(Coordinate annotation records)
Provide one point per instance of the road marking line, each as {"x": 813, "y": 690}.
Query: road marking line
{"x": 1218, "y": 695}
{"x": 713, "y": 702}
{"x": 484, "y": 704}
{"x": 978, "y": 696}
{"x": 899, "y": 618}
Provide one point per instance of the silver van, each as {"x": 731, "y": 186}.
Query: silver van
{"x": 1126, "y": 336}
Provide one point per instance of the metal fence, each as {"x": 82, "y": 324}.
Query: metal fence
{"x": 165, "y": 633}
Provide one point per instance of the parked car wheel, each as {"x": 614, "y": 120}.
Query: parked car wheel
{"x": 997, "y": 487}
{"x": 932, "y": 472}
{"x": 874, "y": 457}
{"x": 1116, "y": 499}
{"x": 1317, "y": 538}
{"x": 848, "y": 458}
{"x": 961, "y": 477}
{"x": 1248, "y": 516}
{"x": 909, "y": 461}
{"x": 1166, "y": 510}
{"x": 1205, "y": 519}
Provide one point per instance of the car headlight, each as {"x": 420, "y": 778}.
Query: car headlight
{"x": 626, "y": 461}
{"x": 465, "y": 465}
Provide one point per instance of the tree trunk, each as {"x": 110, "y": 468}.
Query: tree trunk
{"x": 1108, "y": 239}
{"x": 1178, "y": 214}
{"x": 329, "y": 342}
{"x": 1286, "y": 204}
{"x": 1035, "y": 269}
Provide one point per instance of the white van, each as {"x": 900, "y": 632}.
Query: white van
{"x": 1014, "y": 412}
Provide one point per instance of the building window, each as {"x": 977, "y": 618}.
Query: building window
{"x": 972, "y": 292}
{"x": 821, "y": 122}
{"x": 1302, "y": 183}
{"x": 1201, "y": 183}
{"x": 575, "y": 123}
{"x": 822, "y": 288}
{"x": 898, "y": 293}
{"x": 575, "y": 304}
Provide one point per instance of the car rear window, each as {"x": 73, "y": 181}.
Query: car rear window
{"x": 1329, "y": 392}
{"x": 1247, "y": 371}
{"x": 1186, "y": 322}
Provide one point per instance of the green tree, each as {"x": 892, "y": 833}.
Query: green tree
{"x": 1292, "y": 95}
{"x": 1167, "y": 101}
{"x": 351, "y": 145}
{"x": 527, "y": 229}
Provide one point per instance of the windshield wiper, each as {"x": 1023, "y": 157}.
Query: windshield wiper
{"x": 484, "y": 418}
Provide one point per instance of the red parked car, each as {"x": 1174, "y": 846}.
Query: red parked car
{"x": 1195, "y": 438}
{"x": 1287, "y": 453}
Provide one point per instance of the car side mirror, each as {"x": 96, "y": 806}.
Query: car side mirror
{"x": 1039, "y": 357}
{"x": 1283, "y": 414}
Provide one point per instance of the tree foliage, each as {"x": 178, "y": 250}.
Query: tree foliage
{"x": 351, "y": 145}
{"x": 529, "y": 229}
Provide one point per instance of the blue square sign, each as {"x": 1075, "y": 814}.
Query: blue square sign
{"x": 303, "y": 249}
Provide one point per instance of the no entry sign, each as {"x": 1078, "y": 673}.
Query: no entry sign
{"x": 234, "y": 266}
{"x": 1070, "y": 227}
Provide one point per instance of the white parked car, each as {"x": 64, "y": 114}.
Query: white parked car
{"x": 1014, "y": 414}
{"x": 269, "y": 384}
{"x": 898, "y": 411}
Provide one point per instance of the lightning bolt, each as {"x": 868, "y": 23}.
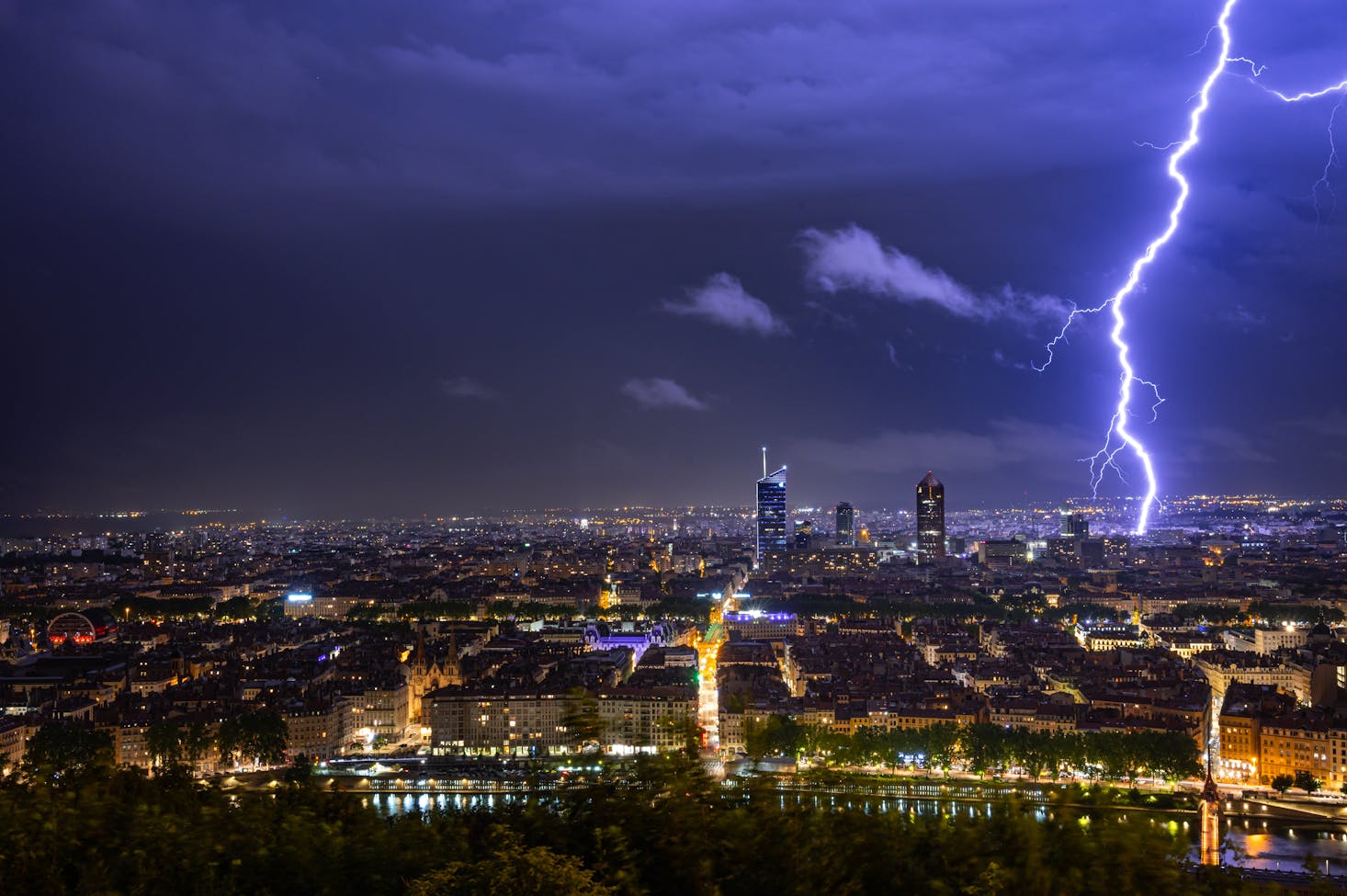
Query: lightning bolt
{"x": 1323, "y": 184}
{"x": 1119, "y": 437}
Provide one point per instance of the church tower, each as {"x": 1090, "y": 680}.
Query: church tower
{"x": 1208, "y": 822}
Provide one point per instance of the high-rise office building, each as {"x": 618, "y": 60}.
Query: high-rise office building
{"x": 846, "y": 525}
{"x": 930, "y": 519}
{"x": 771, "y": 514}
{"x": 1074, "y": 525}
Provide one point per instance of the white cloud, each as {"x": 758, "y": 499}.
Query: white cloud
{"x": 722, "y": 301}
{"x": 465, "y": 387}
{"x": 658, "y": 392}
{"x": 853, "y": 259}
{"x": 1001, "y": 444}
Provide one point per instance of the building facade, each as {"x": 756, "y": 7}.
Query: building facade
{"x": 771, "y": 512}
{"x": 930, "y": 519}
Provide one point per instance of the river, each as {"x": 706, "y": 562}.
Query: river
{"x": 1271, "y": 845}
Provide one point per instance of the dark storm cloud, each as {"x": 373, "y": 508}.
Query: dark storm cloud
{"x": 251, "y": 237}
{"x": 526, "y": 98}
{"x": 465, "y": 387}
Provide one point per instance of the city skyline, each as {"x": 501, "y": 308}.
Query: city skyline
{"x": 262, "y": 271}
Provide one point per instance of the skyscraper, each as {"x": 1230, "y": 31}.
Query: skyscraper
{"x": 771, "y": 514}
{"x": 846, "y": 525}
{"x": 930, "y": 519}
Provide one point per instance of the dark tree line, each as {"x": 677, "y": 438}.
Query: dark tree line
{"x": 664, "y": 832}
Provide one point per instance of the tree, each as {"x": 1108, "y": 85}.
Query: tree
{"x": 196, "y": 743}
{"x": 1307, "y": 782}
{"x": 259, "y": 737}
{"x": 164, "y": 743}
{"x": 512, "y": 870}
{"x": 65, "y": 754}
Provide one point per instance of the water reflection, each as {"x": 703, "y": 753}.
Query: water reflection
{"x": 1249, "y": 843}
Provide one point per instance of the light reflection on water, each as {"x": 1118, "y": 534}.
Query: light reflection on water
{"x": 1276, "y": 847}
{"x": 1286, "y": 847}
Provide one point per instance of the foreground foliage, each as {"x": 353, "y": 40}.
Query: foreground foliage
{"x": 665, "y": 832}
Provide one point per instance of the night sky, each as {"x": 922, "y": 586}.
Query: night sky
{"x": 411, "y": 256}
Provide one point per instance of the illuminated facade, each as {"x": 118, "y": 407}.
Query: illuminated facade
{"x": 1074, "y": 525}
{"x": 930, "y": 519}
{"x": 84, "y": 627}
{"x": 771, "y": 507}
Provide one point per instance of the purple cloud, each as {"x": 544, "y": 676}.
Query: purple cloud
{"x": 723, "y": 301}
{"x": 658, "y": 392}
{"x": 853, "y": 259}
{"x": 465, "y": 387}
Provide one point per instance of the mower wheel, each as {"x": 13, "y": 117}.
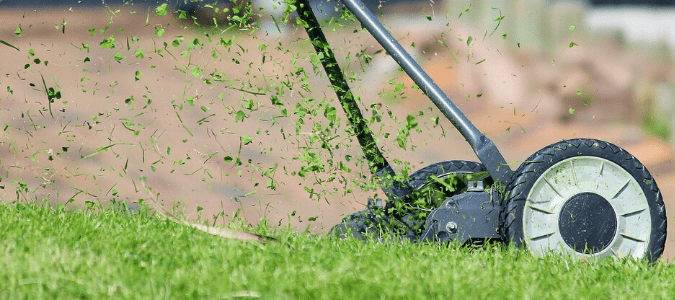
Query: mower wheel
{"x": 584, "y": 197}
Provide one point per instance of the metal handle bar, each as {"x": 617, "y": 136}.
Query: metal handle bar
{"x": 484, "y": 148}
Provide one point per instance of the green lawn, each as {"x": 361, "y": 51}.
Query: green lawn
{"x": 55, "y": 253}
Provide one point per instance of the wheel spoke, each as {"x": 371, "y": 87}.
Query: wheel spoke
{"x": 574, "y": 173}
{"x": 623, "y": 187}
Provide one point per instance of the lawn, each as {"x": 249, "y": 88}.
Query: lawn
{"x": 51, "y": 253}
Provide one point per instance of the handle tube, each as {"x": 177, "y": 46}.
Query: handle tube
{"x": 485, "y": 149}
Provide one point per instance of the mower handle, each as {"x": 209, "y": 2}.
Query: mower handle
{"x": 484, "y": 148}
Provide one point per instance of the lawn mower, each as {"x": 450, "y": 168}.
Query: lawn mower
{"x": 578, "y": 197}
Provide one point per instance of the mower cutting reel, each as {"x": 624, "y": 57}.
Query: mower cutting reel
{"x": 580, "y": 197}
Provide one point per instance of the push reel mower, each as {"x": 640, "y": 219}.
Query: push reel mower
{"x": 581, "y": 197}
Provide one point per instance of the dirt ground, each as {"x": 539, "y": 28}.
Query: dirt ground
{"x": 103, "y": 140}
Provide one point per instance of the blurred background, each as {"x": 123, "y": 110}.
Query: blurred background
{"x": 182, "y": 106}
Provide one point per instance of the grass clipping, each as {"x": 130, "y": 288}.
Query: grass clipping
{"x": 237, "y": 235}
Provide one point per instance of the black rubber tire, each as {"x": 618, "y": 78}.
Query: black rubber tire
{"x": 525, "y": 176}
{"x": 368, "y": 221}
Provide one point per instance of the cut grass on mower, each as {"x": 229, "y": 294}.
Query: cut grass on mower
{"x": 57, "y": 253}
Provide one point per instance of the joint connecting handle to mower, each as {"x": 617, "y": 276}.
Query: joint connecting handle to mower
{"x": 484, "y": 148}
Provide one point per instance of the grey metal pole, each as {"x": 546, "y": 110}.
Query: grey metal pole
{"x": 485, "y": 149}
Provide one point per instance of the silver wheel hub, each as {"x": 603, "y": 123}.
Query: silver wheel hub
{"x": 619, "y": 227}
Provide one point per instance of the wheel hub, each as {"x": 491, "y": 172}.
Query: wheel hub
{"x": 587, "y": 223}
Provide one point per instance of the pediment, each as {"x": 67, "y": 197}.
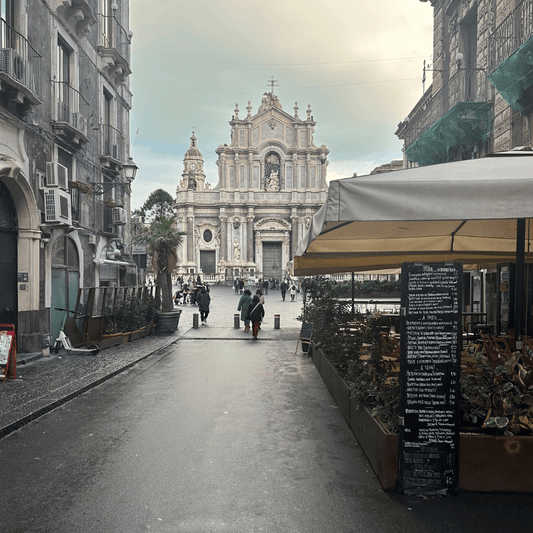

▶ _Objective_
Transcribe everything word for word from the line containing "Provide one point per instance of the joint" down to the end of the rows, leaving out the pictures.

▶ _Task answer_
Provide one point per instance of the joint connecting handle to mower, each as {"x": 617, "y": 276}.
Query: joint connecting handle to mower
{"x": 484, "y": 148}
Provide one point per instance of the grey metal pole, each as {"x": 546, "y": 110}.
Query: grey metal pole
{"x": 485, "y": 149}
Provide one point per instance of the silver wheel hub, each as {"x": 603, "y": 123}.
Query: silver wheel hub
{"x": 619, "y": 227}
Provide one point per instance of the wheel hub, each as {"x": 491, "y": 172}.
Query: wheel hub
{"x": 587, "y": 223}
Provide one point per instance of the pediment, each as {"x": 67, "y": 197}.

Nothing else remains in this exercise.